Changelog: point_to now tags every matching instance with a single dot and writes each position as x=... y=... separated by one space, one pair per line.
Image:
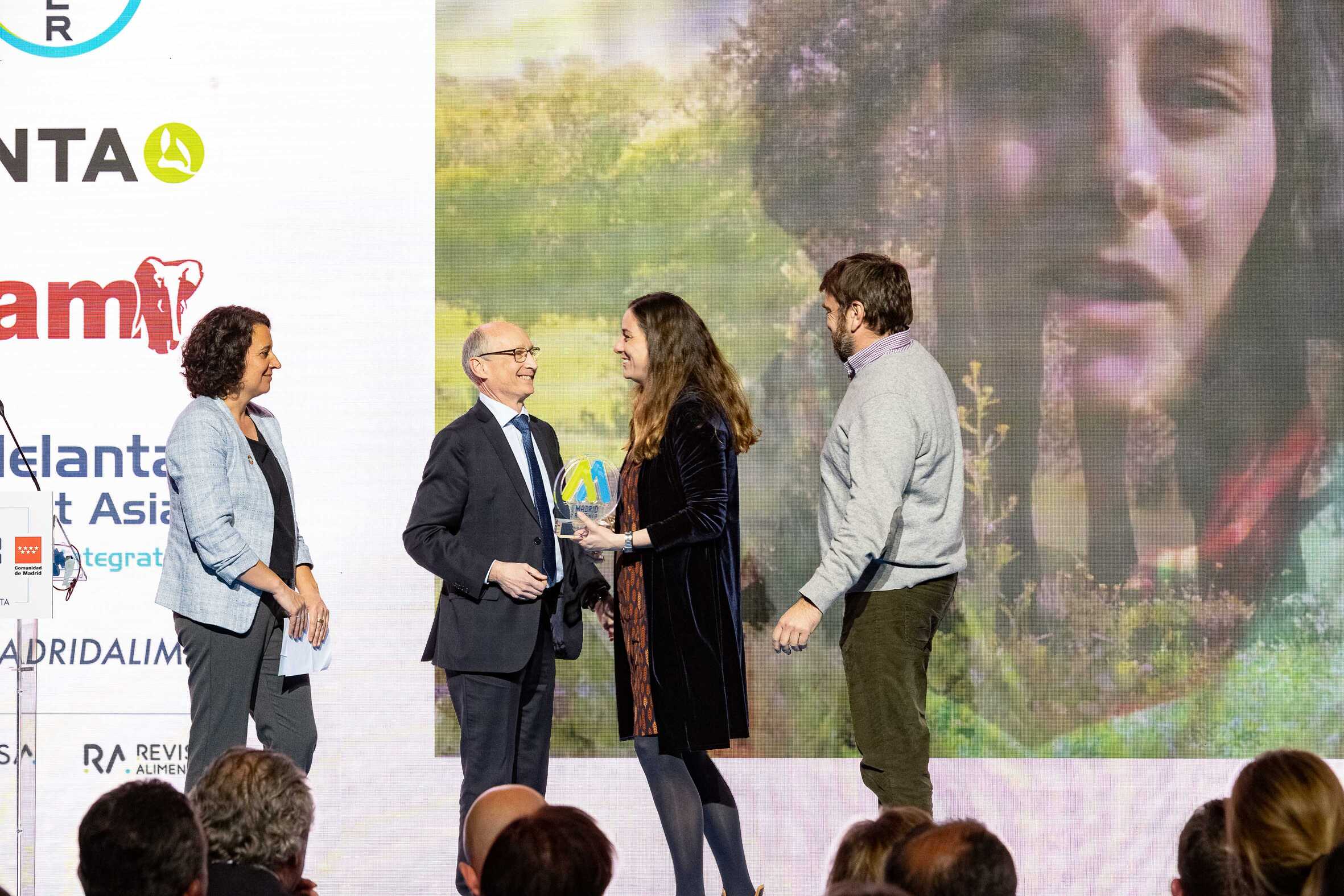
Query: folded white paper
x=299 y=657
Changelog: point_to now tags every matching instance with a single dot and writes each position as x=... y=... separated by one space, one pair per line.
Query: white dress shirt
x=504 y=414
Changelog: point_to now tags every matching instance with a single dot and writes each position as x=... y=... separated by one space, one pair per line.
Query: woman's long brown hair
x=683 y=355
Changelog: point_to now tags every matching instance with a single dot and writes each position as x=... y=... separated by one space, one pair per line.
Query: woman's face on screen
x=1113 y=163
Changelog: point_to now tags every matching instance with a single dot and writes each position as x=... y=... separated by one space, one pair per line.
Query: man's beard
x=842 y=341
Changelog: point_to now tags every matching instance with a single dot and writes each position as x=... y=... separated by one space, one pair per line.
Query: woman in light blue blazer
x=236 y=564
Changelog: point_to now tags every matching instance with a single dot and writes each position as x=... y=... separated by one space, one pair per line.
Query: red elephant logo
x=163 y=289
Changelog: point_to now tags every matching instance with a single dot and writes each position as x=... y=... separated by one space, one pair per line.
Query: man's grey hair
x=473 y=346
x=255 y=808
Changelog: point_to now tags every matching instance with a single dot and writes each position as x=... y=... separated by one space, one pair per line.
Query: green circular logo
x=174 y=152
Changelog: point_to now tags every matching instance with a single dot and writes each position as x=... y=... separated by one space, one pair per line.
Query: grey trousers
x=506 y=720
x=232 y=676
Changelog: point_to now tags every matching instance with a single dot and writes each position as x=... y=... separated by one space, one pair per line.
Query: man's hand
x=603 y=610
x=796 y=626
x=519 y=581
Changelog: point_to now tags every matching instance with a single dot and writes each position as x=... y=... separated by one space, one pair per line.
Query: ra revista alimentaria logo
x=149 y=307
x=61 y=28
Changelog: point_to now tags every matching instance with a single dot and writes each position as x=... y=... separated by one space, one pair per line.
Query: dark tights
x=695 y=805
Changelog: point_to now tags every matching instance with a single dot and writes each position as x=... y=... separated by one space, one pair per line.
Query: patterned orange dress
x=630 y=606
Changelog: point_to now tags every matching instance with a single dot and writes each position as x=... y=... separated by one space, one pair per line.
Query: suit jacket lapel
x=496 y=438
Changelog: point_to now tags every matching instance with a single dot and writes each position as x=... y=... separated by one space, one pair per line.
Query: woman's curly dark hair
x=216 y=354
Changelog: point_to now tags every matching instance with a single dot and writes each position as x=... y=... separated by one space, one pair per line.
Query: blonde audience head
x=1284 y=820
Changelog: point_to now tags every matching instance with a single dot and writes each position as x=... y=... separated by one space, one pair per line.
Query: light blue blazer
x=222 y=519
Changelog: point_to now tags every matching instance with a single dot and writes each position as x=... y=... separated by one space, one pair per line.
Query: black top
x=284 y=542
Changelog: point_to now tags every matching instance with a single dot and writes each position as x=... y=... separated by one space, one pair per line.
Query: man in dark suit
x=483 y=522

▶ **Task brief**
Retype all entries above verbatim; no pictures belong in the copy.

▶ **Response below**
Changelog: point_to now tags every matching instance with a single dot and writes each position as x=... y=... separated by one space, one pair per line.
Image:
Query: folded white paper
x=299 y=657
Changelog: point_to now tags every matching instance with a single dot and writes each position as x=... y=... separated by one space, one pair per line.
Query: white dress shirt
x=504 y=414
Changelog: point_to now tags every matching instance with a single dot and writes each position as x=... y=... separated by one space, one pair per line.
Query: woman's long brown hair
x=683 y=355
Changelog: point_to now tags every matching instance with a single dot and writes each position as x=... y=... separated by one space, one pair per line.
Query: woman's face on screen
x=1113 y=163
Changelog: point_to now tags every matching instance with a single dot and writes each position as x=... y=... separated by one space, one pair per line.
Query: man's beard
x=842 y=341
Changelog: point_to now tags every matching instance with a single dot and writes each position as x=... y=... separated by one space, one pair per line.
Query: woman in light blue blazer
x=236 y=564
Changelog: point_to now tags every matching instance with a single dot and writes each position as x=... y=... separated by one space, one pair per line.
Query: red elephant logo
x=163 y=289
Changelog: point_to now tags every matching instance with a single dot and writes each position as x=... y=... separated by one space, one pair per line.
Query: man's grey hair
x=473 y=346
x=255 y=808
Changelog: point_to now tags every matching instance with a single dot and writes each position as x=... y=... separated by one space, one pair per line.
Query: green circular logo
x=174 y=152
Changelog: point_to now tags every matching instance with a single dot and writes each position as x=... y=... separated by one space, one pair per line.
Query: grey trousers
x=506 y=720
x=232 y=676
Changelog: point_to now tags every matching instance with a single dot and writes each position as x=... y=... separated by one space, one pair per line.
Query: man's hand
x=603 y=610
x=796 y=626
x=519 y=581
Changelog: point_to now tags every matching instance with a single dot and writes each position as x=... y=... separated by one space, one pair per line.
Query: ra revista alimentaria logo
x=149 y=307
x=61 y=28
Changelog: point_to now tags every matching instance with a single dot and writes each position as x=... y=... separated by one space, one pair per line.
Query: dark tights
x=695 y=805
Changelog: point_to now tags every matching instance with a single dot and writes each position as x=... y=... separated by one space, one pair per line.
Query: patterned orange dress
x=630 y=606
Changelog: point_to now tags every matching instance with a single dot and writes each position as x=... y=... separated by one space, one pair per line.
Query: suit jacket lapel
x=496 y=438
Changelog: point_to now tags every matching instance with a single dot and writes each position as x=... y=... separated by one space, one pair per line.
Query: woman's curly dark hair
x=216 y=354
Changelog: point_to now tags every matching instance with a single dot and writes each position as x=... y=... separated by one space, one pair per line.
Query: blonde audience head
x=1284 y=820
Changelog: point_to now tags every matching instance with a single dot and writes each position as x=... y=... separated by one space, one pair per line.
Query: light blue blazer
x=222 y=519
Changelog: point_to now tags every matching instance with a single dot and writes each position as x=... y=... separated by one space, one pair per line.
Query: black top
x=284 y=542
Changelog: point_to now tags every matching instance with a single dot and writes each position as x=... y=... separated by one space, one pair per line.
Query: man in dark suit
x=483 y=522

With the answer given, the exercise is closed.